## SHORT EXERCISE
Which lines in the items below contain the word "floor"? Pull out each one and copy it in full.

[Start DATA SUPPLIED]

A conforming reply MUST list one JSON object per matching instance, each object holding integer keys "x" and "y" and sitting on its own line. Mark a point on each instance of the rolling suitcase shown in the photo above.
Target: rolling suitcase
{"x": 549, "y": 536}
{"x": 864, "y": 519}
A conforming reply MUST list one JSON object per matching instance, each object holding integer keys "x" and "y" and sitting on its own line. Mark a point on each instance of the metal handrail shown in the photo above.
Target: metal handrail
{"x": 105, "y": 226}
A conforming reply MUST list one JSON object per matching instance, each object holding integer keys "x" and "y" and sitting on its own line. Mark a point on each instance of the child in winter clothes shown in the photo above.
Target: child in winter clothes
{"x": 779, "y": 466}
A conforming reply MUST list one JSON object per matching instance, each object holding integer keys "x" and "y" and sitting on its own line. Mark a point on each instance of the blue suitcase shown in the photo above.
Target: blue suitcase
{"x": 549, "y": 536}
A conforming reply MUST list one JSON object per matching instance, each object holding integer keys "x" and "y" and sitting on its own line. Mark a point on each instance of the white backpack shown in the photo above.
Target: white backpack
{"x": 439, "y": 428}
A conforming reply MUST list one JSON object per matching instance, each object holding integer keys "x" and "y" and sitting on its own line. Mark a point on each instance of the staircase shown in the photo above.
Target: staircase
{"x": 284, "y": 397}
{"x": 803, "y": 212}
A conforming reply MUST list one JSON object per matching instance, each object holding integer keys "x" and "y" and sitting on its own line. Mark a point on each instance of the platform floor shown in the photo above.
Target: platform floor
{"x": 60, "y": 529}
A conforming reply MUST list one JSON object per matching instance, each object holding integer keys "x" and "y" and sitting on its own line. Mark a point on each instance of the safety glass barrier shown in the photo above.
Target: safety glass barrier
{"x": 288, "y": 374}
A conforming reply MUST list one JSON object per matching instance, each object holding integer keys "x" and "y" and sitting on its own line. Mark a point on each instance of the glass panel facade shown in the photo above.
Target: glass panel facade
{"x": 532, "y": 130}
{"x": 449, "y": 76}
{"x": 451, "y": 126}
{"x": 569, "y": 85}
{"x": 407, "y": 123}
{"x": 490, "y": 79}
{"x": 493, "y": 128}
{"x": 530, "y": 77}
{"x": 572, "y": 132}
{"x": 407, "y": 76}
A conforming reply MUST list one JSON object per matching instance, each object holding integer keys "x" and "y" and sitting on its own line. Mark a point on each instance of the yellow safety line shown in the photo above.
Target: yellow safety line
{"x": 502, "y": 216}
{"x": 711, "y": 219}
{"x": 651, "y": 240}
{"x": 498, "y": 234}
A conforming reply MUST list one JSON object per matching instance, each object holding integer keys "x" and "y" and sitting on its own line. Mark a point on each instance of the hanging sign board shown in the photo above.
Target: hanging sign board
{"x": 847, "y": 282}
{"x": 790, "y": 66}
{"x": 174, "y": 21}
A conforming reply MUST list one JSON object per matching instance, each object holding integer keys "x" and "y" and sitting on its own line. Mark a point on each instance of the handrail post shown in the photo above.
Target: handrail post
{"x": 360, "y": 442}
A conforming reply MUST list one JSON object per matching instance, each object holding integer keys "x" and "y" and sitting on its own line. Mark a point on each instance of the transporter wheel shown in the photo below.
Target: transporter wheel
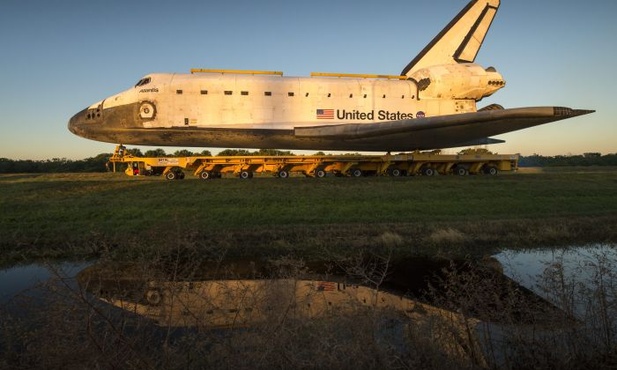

[End DATA SUPPLIED]

## EXERCISE ANSWER
A conforming reply MUST list one JSON object per matching instance, each object holding integer keys "x" and "y" and sitting on its own line. Mark a point on each instance of the platform floor shown in the photo above.
Target: platform floor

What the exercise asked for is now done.